§ Provided data
====================
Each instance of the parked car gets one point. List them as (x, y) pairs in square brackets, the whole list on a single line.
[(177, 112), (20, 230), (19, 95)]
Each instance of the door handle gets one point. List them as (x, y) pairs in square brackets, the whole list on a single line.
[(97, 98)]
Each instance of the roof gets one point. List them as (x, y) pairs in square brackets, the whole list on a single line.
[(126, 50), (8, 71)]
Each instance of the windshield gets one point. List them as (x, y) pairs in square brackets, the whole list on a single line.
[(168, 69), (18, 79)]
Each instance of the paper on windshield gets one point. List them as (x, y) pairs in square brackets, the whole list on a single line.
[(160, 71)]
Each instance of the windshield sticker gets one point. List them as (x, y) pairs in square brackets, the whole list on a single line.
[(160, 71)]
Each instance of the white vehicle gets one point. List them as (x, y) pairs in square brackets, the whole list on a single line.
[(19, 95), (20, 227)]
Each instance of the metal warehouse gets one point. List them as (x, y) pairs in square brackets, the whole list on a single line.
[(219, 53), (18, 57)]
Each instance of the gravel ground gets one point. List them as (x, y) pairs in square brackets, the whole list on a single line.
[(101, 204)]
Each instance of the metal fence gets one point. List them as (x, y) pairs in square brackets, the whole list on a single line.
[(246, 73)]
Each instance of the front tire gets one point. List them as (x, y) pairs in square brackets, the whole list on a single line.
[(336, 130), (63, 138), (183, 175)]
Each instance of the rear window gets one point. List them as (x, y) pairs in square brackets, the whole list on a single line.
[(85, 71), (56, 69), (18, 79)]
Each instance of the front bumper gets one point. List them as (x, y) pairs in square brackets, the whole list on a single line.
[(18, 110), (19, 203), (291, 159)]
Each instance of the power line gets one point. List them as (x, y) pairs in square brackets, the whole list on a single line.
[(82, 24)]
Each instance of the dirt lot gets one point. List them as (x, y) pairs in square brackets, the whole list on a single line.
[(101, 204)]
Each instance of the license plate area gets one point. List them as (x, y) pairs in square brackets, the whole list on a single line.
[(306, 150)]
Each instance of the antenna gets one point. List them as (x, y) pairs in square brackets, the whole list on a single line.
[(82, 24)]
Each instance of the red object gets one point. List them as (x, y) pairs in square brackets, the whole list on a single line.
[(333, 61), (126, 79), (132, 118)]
====================
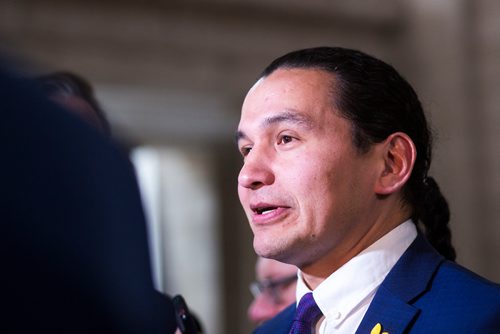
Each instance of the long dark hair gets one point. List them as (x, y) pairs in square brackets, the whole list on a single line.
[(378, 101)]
====================
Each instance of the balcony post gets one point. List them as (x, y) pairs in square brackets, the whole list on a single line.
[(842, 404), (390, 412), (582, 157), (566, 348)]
====================
§ Short problem
In the records, begin at the line that has "Each instance of the windshield gets" and stop after the line that has "[(19, 95), (20, 227)]". Write those lines out again, changing "windshield" to "windscreen" and leaving everything else as it is.

§ Final result
Each instance of the windscreen gets one point. List them as (x, y) pairs in square brackets, the whole list on a single line.
[(168, 69), (18, 79)]
Each instance of the paper on windscreen gets one point. List them as (x, y) pairs in square brackets, the whole list on a single line.
[(160, 71)]
Each instance of the windscreen sticker gets one point. List them as (x, y) pairs in square brackets, the whole list on a single line.
[(160, 71)]
Each instance of the white vehicle gets one point. List them as (x, y) pairs in square brackets, the whole list on a single line.
[(19, 95), (20, 227)]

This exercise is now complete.